### [WHAT IS REQUIRED]
In the lines below, find the one that contains "Each instance of the dormer" and write it out exactly, along with every line that follows it.

### [DATA ROWS]

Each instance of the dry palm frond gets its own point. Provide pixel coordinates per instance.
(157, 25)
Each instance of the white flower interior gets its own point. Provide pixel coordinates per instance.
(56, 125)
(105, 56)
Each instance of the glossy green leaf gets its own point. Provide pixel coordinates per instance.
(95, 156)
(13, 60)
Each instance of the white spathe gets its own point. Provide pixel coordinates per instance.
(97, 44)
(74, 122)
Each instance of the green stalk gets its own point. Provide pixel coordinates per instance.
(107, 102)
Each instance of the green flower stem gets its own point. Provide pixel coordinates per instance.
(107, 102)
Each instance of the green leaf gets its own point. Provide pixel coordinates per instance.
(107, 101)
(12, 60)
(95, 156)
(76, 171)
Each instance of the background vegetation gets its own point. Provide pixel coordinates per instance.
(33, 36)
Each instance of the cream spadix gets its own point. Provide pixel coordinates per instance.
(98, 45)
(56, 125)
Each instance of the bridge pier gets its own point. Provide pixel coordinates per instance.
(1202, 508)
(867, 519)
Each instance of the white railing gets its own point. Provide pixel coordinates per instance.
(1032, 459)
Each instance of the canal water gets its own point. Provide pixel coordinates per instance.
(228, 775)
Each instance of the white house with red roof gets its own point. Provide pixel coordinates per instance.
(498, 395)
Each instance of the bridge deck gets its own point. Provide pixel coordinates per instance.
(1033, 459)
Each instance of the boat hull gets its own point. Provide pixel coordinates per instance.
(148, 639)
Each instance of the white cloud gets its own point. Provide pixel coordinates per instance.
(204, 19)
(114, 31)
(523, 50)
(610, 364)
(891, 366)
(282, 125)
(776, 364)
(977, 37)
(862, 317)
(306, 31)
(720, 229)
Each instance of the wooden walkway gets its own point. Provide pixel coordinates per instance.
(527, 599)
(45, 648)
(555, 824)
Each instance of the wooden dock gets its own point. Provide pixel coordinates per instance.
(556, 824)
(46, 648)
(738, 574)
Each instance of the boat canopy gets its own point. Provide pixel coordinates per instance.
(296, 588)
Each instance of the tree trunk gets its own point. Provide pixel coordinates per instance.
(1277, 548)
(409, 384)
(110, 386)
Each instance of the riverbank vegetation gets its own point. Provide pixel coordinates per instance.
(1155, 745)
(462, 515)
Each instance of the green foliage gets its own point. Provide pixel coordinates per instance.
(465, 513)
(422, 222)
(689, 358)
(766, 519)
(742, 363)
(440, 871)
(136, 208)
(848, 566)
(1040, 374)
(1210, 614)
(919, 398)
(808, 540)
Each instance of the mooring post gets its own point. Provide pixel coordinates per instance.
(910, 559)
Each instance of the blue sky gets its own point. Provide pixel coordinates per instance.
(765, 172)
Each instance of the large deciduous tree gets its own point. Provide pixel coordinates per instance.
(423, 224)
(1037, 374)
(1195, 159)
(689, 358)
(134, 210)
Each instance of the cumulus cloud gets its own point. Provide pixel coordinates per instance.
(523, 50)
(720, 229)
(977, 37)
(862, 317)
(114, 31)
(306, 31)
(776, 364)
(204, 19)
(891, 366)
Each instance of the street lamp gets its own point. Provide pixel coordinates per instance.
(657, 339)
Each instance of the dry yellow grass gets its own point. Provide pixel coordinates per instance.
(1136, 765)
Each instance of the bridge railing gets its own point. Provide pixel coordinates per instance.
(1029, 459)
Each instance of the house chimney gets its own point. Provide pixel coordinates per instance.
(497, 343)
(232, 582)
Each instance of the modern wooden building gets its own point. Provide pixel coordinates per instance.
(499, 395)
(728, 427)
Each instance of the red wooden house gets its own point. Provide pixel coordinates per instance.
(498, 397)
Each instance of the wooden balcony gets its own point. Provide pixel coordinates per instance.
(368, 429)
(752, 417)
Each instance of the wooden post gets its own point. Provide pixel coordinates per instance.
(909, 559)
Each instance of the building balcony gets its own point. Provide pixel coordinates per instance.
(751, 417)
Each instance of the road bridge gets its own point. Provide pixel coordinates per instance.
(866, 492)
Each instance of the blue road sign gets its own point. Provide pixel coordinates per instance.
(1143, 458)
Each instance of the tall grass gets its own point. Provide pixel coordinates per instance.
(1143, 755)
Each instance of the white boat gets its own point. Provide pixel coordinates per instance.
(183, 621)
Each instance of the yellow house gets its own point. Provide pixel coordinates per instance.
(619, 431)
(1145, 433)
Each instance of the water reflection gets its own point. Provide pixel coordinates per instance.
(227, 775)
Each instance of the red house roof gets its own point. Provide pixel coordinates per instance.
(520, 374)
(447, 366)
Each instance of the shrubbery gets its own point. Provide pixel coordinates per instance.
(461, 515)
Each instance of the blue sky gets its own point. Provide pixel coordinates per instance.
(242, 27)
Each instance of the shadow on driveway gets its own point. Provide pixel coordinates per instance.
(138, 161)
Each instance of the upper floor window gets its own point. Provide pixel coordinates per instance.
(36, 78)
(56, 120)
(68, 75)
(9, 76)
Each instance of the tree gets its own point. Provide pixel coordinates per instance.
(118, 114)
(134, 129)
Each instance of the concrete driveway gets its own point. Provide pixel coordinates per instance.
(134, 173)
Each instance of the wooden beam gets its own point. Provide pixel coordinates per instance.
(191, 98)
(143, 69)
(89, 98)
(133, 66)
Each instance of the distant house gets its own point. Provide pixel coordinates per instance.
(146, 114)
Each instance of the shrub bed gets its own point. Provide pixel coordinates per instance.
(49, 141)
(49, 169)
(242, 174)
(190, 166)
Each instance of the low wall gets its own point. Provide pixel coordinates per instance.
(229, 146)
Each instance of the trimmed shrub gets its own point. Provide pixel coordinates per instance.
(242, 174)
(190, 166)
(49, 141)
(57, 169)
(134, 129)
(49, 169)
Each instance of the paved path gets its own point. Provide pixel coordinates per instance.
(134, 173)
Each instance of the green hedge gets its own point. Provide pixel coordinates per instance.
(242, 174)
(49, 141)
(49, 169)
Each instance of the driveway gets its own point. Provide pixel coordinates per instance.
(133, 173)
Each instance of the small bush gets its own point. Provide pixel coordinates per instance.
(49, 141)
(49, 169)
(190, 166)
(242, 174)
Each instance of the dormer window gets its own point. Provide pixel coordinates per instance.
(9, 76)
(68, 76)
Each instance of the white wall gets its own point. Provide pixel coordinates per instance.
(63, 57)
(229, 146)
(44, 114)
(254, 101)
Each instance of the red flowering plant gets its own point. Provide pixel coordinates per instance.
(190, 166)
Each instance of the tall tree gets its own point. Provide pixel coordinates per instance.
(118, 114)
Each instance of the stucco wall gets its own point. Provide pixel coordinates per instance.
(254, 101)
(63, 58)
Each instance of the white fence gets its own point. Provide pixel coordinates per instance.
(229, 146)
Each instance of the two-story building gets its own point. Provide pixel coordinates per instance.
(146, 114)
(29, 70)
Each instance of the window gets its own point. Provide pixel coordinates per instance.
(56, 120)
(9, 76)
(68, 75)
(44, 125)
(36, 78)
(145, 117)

### [TASK RESULT]
Each instance of the dormer window gets its own point. Provide pixel coordinates per instance.
(9, 76)
(68, 76)
Each instance of the white wall gets its own point. Provide pixel coordinates per instance.
(63, 57)
(229, 146)
(44, 114)
(254, 101)
Each instance of the red flowering plant gets its own point. Provide pixel coordinates per instance.
(190, 166)
Each instance of the tall tree gets its own point. Provide pixel coordinates per instance.
(118, 114)
Each instance of the stucco wall gets its own point. Provide pixel coordinates per instance.
(254, 101)
(63, 58)
Each instance of the white fence gets its own point. Provide pixel coordinates per instance.
(229, 146)
Each instance of the two-story building gets its own point. Provide pixel coordinates per instance.
(146, 114)
(29, 70)
Each instance of the window gets its own point. Provide pixel coordinates per instance.
(56, 120)
(9, 76)
(68, 75)
(44, 125)
(36, 78)
(145, 117)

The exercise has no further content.